■ Given request ■
Transcribe the records below exactly as they appear, omitting any pictures.

■ Exercise inputs ■
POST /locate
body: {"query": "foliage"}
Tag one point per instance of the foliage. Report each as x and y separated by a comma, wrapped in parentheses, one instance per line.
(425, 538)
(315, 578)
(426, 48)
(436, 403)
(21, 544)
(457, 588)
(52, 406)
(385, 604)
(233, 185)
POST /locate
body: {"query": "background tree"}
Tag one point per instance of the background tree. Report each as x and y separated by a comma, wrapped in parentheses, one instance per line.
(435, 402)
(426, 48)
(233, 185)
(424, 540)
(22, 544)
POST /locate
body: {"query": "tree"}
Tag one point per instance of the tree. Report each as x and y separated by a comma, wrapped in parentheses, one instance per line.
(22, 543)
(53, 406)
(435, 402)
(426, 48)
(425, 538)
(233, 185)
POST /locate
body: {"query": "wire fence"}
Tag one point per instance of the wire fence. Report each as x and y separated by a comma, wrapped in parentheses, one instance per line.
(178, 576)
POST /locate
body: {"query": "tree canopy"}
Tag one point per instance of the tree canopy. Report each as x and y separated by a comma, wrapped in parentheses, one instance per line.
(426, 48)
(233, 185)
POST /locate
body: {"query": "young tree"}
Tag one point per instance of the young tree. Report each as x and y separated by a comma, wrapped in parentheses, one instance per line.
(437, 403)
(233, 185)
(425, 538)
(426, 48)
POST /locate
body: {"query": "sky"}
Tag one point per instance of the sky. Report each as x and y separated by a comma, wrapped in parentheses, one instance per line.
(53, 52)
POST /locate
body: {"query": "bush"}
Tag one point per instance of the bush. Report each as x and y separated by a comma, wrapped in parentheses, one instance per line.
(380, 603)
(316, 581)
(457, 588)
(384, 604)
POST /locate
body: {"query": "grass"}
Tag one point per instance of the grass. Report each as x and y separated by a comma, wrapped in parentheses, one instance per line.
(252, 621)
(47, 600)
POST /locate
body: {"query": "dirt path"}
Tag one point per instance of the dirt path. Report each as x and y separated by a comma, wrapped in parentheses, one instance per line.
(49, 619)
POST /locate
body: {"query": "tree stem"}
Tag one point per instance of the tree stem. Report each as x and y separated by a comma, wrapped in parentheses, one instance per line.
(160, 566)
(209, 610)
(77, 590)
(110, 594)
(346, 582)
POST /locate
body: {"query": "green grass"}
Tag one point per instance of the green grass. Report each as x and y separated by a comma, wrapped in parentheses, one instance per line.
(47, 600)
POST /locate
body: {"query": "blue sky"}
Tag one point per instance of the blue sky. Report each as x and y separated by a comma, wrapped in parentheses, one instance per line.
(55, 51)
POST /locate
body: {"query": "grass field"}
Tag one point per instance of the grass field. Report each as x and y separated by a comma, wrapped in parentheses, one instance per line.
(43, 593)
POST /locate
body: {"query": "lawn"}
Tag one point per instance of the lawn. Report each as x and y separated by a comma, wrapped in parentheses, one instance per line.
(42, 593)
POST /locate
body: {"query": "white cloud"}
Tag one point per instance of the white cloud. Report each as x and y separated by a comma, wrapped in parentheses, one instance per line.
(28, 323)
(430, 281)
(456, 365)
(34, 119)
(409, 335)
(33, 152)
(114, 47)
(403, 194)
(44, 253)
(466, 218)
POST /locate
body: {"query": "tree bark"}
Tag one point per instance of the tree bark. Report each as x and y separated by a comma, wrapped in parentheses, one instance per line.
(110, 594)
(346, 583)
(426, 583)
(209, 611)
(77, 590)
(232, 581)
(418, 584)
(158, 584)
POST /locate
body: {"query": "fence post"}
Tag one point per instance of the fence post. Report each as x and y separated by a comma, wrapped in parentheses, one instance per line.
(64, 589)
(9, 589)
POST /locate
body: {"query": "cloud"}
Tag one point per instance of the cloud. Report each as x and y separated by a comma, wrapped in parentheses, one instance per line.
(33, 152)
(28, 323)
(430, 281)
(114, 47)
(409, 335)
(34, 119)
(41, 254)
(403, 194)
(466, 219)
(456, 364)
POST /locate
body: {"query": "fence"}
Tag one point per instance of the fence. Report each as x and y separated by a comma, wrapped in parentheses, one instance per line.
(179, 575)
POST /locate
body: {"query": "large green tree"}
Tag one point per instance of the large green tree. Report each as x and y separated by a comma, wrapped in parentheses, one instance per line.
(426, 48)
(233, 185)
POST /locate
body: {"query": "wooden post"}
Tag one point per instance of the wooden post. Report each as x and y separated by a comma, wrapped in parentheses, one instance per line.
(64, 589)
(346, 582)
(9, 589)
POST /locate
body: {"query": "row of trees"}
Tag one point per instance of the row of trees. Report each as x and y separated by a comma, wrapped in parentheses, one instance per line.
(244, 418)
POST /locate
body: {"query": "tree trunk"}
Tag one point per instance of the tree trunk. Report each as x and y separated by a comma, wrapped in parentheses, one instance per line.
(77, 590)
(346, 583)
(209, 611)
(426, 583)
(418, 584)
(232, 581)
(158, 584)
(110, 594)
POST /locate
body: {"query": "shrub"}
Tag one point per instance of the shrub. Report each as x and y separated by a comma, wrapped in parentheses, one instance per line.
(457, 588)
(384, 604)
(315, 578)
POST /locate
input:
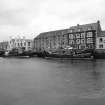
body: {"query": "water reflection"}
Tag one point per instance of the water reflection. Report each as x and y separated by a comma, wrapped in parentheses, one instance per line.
(37, 81)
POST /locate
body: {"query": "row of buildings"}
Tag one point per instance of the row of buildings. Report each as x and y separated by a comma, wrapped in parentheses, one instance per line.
(17, 43)
(79, 37)
(87, 36)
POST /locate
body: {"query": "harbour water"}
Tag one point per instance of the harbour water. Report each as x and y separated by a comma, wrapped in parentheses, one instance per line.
(36, 81)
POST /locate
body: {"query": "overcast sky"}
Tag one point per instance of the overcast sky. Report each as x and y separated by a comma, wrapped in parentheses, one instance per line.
(31, 17)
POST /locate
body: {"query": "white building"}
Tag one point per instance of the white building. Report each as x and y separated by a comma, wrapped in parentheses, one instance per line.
(100, 41)
(18, 42)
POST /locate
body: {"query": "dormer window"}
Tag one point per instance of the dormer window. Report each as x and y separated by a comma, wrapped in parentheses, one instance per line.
(79, 30)
(100, 40)
(89, 28)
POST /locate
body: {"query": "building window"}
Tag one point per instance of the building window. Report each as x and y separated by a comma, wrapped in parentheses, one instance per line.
(24, 43)
(82, 41)
(78, 41)
(70, 36)
(71, 42)
(82, 35)
(89, 34)
(89, 40)
(29, 43)
(77, 35)
(100, 40)
(101, 46)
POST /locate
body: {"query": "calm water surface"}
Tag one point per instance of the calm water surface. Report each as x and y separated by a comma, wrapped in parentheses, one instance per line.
(35, 81)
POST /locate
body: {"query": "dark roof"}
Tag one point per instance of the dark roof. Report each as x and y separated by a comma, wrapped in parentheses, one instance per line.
(51, 33)
(85, 27)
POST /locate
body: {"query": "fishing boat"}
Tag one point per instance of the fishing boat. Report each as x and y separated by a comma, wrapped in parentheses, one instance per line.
(70, 54)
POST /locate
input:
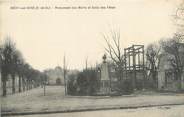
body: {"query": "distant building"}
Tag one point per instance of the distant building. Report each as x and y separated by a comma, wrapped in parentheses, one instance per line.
(55, 76)
(166, 76)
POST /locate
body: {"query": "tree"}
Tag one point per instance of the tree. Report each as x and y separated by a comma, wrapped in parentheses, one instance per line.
(152, 55)
(175, 48)
(7, 51)
(114, 50)
(16, 62)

■ Exercise output ■
POST /locate
body: {"query": "foliage"}
Tag one point per instance of the foliage. Report each as x and y separated by a comma, wrapped in parentheses, one instance per line.
(425, 538)
(315, 578)
(426, 48)
(436, 403)
(21, 544)
(457, 588)
(52, 406)
(385, 604)
(233, 185)
POST /locate
body: {"query": "background tree"}
Tag one point per instance of the background tree. Report each as x and y separated by a comma, wrapped in parentheses, one instance per line.
(435, 402)
(426, 48)
(233, 185)
(424, 540)
(22, 544)
POST /locate
body: {"query": "tree"}
Tag one point per instance of the tree. Report each as x and y separated by a comma, wrapped in parentheses, one instance per line.
(22, 543)
(53, 406)
(435, 402)
(426, 48)
(425, 538)
(233, 185)
POST /locate
body: {"query": "wire fence"}
Tag one point per instance of the wire fence. Report each as x and y separated by a comma, wrapped in parentheses, one instance per line.
(178, 576)
POST /locate
body: {"query": "tree canopy"}
Tag one point per instance of the tree canopy. Report each as x and y separated by a comma, wrapped in parentheses, one instance per line.
(426, 48)
(233, 185)
POST /locate
body: {"query": "young tree"}
Tag one point per instance of the young tree. Report each as x and y separated by a comma, wrapped in parentheses, one instance per line.
(437, 403)
(233, 185)
(425, 538)
(426, 48)
POST /locate
body: {"query": "sky"}
Tag one point per instance of the sky. Report each as x and y separated by a comma, wrapped in parentheses, one instance per line.
(53, 52)
POST /locate
body: {"query": "bush"}
Tag one point per instance of the bush. Report each as x and y separated by a comma, wrapped in parentheses, one instance per line.
(380, 603)
(316, 581)
(457, 588)
(384, 604)
POST /locate
body: {"query": "grass"}
Tag one point per instance of the grass. Report each as x and y separated by a comma, wrapped in parentheses, one instance per line.
(252, 621)
(47, 600)
POST /locate
body: {"query": "dirt path"}
Tag one point per instance of the dirt path. Report each as x and y separated by a comma, wrapped in parentheses, one instance per line.
(49, 619)
POST /locate
body: {"query": "tree stem"}
Tag one point per instance of the tree stem. Report each as x and y separated by a comma, wrapped in parentheses, one instance per line.
(160, 566)
(209, 610)
(77, 590)
(110, 594)
(346, 582)
POST /locate
body: {"query": "green grass"}
Tag one point per instance of the green grass. Report each as x and y separated by a comma, wrapped in parentheses, one instance per line.
(47, 600)
POST /locate
body: {"query": "blue sky"}
Tag one point per instance of the blue sky. Report each as x and y separated by a comma, wrapped in parentheses, one instance per line.
(55, 51)
POST /locate
body: {"query": "grass field"}
Tag one point per instance of the grass field. Report each as x and y separated by a comma, wrapped in parentheses, one instance per line.
(43, 593)
POST /locate
body: {"query": "lawn"}
Tag one point per instance of the lawn. Report each as x and y separated by a comma, wrapped in parentheses, one instance per line.
(42, 593)
POST /locate
body: {"query": "white cloud"}
Tag one point per instance of the white cloud. Report each as x and y separated by a comma, wrapped in parentheses, one instance per line.
(28, 323)
(430, 281)
(456, 365)
(34, 119)
(409, 335)
(33, 152)
(114, 47)
(403, 194)
(44, 253)
(466, 218)
POST /locate
body: {"query": "tree bark"}
Tag one point per instance of the tree bark. Report each as x and y separated by a comma, wrapped in parentheses, one instance per line.
(110, 594)
(346, 583)
(426, 583)
(209, 611)
(77, 590)
(232, 581)
(418, 584)
(158, 584)
POST /locate
body: {"query": "fence post"}
Tag one point per instance of the fence post. Report each as x and y separated by a comma, wrapped in parentheses, one instance per line.
(64, 589)
(9, 589)
POST /locate
body: {"query": "cloud"}
Tag one point per instance of the cloud. Report each as x and y separated by a comma, wrapped in parentheses, one instance per line.
(33, 152)
(28, 323)
(430, 281)
(114, 47)
(409, 335)
(34, 119)
(41, 254)
(403, 194)
(466, 219)
(456, 364)
POST /locate
body: {"query": "fence"}
Tag one point per instance of the fence. Report each as x and y separated by a comma, wrapped in parentheses, one instance per line.
(179, 575)
POST /locate
body: {"query": "large green tree"}
Tag one point per instance of the large green tree. Report each as x and y separated by a comma, wrapped in parentheses, one instance per line.
(426, 48)
(233, 185)
POST /locate
body: {"query": "wooden post"}
Tag one point per instance of the wooden post. Report each as x and y separated by a comma, wrapped in parentheses, one instance per line.
(64, 589)
(346, 582)
(9, 589)
POST /locate
body: {"query": "row of trees"}
Tag one point per instance of the row of trees. Report each as x and y separated by a comma, wrapped in parentheses, one instance per line.
(244, 418)
POST /locate
body: {"query": "tree trunk"}
Tag one point per instance of the tree trunk. Report each as x and y separated by a comma, wrapped in parentheses, one instance per line.
(77, 590)
(346, 583)
(209, 611)
(426, 583)
(418, 584)
(232, 581)
(158, 584)
(110, 594)
POST /locate
body: {"query": "shrub"}
Tag one point per instance of the shrub. Report each as x and y separated by a comma, wrapped in parentheses, one instance per line.
(457, 588)
(384, 604)
(315, 578)
POST /locate
input:
body: {"query": "water reflection"}
Tag one point per instance of the water reflection. Report each as x and y separated by a comma, wrapped in parentheses, one instance per line.
(37, 81)
POST /locate
body: {"query": "row of buildings"}
Tag one point per instance of the row of buildings. Report each as x and y separated by a comma, wrapped in parentheses, one instance per line.
(17, 43)
(79, 37)
(87, 36)
POST /locate
body: {"query": "harbour water"}
Tag one point per instance of the harbour water. Report each as x and y separated by a comma, wrapped in parentheses, one instance per line.
(36, 81)
POST /locate
body: {"query": "overcast sky"}
Tag one point per instance of the overcast sky. Report each as x and y separated by a comma, wrapped in parentheses, one instance per line.
(31, 17)
POST /locate
body: {"query": "white building"}
Tag one point per instance of the white building. Report each as x and y separated by a comma, wrapped in parentheses, one instance per line.
(100, 41)
(18, 42)
POST /locate
body: {"query": "dormer window"}
Tag one point per instance of the dormer window. Report each as x and y separated by a comma, wrapped in parentheses, one instance per line.
(79, 30)
(100, 40)
(89, 28)
POST /locate
body: {"query": "building window"}
Tag one point per instance of the building window. Report each as x and y separated by a comma, wrapped in parentheses, one instance per line.
(24, 43)
(82, 41)
(78, 41)
(70, 36)
(71, 42)
(82, 35)
(89, 34)
(89, 40)
(29, 43)
(77, 35)
(100, 40)
(101, 46)
POST /locate
body: {"query": "calm water surface"}
Tag one point per instance of the calm water surface. Report each as x and y separated by a comma, wrapped in parentheses, one instance per line.
(35, 81)
POST /locate
body: {"query": "dark roof"}
Tag one point per instance of the dark roof. Report each as x and y separated by a comma, wrapped in parentheses, one instance per line.
(51, 33)
(85, 27)
POST /locate
body: {"query": "fishing boat"}
Tag one point per instance of the fishing boat. Report each as x and y separated by a comma, wrapped in parentheses, one instance per line.
(70, 54)
POST /locate
input:
body: {"query": "distant building"}
Tag one point per instance of the distant building. Report each as x and y separated by a comma, wrapped in parentheses, one instance per line.
(55, 76)
(166, 76)
POST /locate
body: {"query": "tree"}
Tag one point per instance of the tree. Report each as x and y separated by a comma, wrapped in parentheses, one instance per line.
(152, 55)
(175, 48)
(7, 51)
(114, 50)
(16, 62)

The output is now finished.